• Extracted data:
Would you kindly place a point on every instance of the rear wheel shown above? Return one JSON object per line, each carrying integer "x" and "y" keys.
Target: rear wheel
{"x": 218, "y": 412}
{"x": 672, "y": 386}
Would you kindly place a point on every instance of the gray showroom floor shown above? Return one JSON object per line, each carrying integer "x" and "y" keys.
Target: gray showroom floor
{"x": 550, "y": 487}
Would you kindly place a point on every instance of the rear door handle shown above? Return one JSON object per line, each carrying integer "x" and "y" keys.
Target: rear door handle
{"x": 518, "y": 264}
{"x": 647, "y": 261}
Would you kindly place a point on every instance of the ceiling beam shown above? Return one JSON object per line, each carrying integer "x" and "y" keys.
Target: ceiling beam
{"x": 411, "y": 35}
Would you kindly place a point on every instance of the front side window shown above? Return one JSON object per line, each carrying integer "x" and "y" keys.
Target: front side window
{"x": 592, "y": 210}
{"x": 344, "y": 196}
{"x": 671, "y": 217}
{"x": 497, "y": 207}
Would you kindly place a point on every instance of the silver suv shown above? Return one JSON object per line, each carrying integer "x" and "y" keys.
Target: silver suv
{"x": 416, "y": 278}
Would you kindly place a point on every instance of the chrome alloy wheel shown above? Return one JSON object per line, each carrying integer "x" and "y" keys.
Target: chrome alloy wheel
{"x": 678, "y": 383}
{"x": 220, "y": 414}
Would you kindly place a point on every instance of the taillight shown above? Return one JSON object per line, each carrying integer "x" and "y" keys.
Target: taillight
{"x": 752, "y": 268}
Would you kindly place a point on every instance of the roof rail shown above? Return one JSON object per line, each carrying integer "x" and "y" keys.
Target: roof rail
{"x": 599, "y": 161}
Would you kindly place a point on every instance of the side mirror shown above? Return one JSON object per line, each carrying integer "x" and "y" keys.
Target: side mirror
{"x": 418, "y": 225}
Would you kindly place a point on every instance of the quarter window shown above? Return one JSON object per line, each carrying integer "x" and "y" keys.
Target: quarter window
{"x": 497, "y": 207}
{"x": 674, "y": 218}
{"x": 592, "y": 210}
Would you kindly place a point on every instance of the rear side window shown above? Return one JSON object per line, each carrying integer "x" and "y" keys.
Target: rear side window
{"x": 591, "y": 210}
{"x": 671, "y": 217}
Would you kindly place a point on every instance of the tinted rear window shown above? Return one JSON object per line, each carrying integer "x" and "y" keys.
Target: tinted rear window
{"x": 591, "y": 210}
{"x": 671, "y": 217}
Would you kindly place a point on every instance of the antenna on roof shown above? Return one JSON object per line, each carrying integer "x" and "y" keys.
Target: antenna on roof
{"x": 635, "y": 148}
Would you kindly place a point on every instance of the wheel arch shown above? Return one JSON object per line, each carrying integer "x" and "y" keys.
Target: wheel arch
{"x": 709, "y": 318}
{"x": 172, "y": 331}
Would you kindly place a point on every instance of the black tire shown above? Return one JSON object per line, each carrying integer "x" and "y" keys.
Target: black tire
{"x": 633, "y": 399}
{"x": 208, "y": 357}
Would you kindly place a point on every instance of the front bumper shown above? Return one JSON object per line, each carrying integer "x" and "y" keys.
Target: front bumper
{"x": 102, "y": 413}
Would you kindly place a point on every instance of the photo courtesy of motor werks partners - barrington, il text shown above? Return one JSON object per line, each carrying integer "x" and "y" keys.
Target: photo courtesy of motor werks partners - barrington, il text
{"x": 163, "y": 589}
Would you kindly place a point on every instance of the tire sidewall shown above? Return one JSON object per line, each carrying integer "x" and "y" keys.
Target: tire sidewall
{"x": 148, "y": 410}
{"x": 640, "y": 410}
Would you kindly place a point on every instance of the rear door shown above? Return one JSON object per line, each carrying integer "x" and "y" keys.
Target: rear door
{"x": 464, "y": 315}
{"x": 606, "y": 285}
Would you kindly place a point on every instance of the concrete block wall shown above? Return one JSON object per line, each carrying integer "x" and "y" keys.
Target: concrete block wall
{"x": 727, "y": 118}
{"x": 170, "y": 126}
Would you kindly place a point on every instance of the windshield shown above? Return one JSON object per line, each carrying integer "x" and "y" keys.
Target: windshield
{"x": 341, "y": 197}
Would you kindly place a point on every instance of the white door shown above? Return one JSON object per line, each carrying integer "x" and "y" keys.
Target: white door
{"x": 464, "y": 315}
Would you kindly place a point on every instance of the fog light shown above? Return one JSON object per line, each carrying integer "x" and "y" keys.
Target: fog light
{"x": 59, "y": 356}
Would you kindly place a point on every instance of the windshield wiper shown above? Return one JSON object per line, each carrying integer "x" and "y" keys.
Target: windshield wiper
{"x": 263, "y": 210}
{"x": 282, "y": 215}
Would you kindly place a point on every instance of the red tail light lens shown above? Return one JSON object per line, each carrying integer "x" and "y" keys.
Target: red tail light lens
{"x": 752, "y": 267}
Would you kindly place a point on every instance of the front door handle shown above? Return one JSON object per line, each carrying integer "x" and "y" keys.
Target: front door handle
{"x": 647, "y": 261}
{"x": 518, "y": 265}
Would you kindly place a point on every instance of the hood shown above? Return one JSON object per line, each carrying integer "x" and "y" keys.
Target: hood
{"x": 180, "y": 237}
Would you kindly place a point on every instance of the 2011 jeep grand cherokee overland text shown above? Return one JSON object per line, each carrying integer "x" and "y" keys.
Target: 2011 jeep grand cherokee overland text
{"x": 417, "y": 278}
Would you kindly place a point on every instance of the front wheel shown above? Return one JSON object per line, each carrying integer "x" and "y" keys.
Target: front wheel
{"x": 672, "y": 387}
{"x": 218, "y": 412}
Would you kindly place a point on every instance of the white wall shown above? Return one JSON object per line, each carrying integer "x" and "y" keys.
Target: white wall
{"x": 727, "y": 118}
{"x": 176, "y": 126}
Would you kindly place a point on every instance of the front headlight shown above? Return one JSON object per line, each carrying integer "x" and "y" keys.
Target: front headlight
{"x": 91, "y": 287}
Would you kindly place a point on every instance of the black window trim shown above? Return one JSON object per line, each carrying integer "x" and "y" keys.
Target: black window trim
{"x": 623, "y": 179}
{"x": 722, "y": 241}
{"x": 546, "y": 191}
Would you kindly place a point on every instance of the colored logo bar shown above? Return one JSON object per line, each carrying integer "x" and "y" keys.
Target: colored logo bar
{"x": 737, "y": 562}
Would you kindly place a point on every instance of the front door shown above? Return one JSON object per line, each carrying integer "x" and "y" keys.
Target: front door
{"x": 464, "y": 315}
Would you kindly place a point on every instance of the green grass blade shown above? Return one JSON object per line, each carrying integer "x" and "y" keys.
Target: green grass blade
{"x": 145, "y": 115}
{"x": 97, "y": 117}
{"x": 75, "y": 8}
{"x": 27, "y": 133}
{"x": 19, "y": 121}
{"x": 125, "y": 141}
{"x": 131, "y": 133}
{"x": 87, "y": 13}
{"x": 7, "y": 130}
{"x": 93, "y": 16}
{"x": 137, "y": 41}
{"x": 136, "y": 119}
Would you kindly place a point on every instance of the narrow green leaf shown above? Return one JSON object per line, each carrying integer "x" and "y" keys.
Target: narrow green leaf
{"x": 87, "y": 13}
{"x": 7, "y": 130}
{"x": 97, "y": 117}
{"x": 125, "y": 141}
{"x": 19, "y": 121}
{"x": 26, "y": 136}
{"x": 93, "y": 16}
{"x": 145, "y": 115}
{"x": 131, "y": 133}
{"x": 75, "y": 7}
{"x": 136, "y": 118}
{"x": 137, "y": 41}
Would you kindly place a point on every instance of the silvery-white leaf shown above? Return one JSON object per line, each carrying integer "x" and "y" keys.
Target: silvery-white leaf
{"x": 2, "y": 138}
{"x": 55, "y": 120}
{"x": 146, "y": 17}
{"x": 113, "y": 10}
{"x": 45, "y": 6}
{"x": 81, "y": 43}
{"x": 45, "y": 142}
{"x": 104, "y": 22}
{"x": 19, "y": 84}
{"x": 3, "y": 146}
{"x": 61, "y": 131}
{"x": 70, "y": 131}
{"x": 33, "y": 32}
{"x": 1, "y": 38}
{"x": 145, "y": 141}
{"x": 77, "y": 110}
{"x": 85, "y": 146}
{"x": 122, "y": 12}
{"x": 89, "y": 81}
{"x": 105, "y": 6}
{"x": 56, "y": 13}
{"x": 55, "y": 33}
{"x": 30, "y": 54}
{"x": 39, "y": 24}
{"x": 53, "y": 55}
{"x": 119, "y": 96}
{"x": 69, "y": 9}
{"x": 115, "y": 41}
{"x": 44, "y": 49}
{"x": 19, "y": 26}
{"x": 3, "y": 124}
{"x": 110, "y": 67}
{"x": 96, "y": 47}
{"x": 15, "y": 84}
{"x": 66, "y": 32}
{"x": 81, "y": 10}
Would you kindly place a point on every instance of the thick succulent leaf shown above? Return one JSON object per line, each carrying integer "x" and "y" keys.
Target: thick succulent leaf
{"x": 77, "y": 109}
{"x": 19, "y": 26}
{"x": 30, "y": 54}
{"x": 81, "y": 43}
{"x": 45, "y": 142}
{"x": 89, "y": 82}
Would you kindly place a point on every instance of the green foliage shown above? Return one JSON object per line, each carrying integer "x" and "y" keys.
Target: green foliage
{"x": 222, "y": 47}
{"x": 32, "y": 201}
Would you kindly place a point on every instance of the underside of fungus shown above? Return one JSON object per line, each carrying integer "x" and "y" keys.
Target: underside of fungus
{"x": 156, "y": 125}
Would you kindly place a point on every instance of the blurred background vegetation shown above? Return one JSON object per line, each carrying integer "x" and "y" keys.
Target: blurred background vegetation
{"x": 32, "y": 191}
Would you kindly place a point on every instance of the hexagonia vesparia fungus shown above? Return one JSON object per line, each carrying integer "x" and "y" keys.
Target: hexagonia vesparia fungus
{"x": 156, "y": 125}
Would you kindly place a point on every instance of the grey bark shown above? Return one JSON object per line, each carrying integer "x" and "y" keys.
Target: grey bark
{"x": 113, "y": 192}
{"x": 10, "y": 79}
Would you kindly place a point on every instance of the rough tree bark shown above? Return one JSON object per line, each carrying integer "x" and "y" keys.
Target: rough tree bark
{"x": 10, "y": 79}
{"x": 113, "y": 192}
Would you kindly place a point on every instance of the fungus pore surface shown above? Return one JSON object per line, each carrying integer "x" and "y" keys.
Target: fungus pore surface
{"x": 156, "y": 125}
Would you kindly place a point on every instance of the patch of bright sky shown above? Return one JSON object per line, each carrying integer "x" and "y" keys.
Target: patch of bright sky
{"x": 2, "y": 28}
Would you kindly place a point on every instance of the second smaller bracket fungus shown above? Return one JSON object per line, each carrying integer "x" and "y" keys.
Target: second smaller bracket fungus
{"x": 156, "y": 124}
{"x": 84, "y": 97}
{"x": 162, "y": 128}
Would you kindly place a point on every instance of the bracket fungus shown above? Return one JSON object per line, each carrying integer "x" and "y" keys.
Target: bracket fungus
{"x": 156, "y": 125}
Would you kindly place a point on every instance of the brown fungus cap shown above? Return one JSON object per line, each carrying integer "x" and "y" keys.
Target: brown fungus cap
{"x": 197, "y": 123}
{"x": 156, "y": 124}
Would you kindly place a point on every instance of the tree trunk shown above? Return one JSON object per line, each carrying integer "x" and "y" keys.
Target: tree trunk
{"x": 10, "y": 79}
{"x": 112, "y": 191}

• Problem description: Recast the stretch from the line containing "of the second" through the end of the records as a JSON list of strings, one string per line, with blank lines left out.

• Answer to this problem:
[
  "Would you kindly place a point on every instance of the second smaller bracket fungus shown above? Return one JSON object per line, each carrying integer \"x\" and \"y\" keys.",
  "Target: second smaller bracket fungus",
  "{\"x\": 156, \"y\": 124}",
  "{\"x\": 84, \"y\": 97}",
  "{\"x\": 162, \"y\": 128}",
  "Would you kindly place a point on every instance of the bracket fungus shown above? Return one JSON object per line, each carrying integer \"x\" and \"y\" keys.",
  "Target: bracket fungus",
  "{\"x\": 156, \"y\": 125}",
  "Would you kindly place a point on every instance of the brown fungus cap shown above? Return one JSON object per line, each carrying integer \"x\" and \"y\" keys.",
  "Target: brown fungus cap",
  "{\"x\": 197, \"y\": 123}",
  "{\"x\": 156, \"y\": 124}",
  "Would you kindly place a point on every instance of the tree trunk shown above? Return one JSON object per line, each carrying integer \"x\" and \"y\" keys.",
  "Target: tree trunk",
  "{\"x\": 10, \"y\": 79}",
  "{\"x\": 112, \"y\": 191}"
]